===== Page text =====

Through the press, government structures, political and social organizations, the country has set out to prevent contagion. For this, family doctors and nurses, accompanied by volunteer social workers, visit the population in their homes to detect any suspicious case and contribute to health education.

All possible means of dissemination of information are used: the press, social networks; relevant artists have recorded spots and songs, also sportsmen and other popular figures came to help. The President of the Republic and other leaders carry out radio and television interventions to give personally instructions to the population. The maximum effort is put into education on how the disease is transmitted.

So far, almost all cases are imported; a very tiny minority has been by local contagion and always from a person arriving from abroad. All confirmed 67 cases are on medical admission, as well as 1603 persons that have symptoms even if they have not tested positive. This is an extra measure to protect their health and to avoid contagious.

PT: If countries like Nigeria were to seek the help of Cuba in this stage of its management of the crisis, what protocols need be activated?

===== Dataset extract =====

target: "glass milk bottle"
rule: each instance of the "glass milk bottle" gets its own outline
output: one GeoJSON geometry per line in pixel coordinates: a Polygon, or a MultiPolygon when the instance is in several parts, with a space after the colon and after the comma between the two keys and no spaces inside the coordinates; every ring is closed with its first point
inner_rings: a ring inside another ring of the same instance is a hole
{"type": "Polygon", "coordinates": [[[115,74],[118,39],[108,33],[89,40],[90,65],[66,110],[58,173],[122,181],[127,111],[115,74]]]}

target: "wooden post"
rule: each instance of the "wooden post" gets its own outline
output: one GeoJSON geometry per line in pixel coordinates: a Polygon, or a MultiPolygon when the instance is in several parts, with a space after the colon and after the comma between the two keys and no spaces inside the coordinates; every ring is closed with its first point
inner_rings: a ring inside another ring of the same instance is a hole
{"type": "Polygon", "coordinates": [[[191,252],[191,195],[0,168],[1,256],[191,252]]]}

=====

**Assigned task**:
Rewrite the contagion text starting with "So far, almost" and going on through "to avoid contagious.", changing "imported" to "introduced". Work from the text alone, not the data.

**Response area**:
So far, almost all cases are introduced; a very tiny minority has been by local contagion and always from a person arriving from abroad. All confirmed 67 cases are on medical admission, as well as 1603 persons that have symptoms even if they have not tested positive. This is an extra measure to protect their health and to avoid contagious.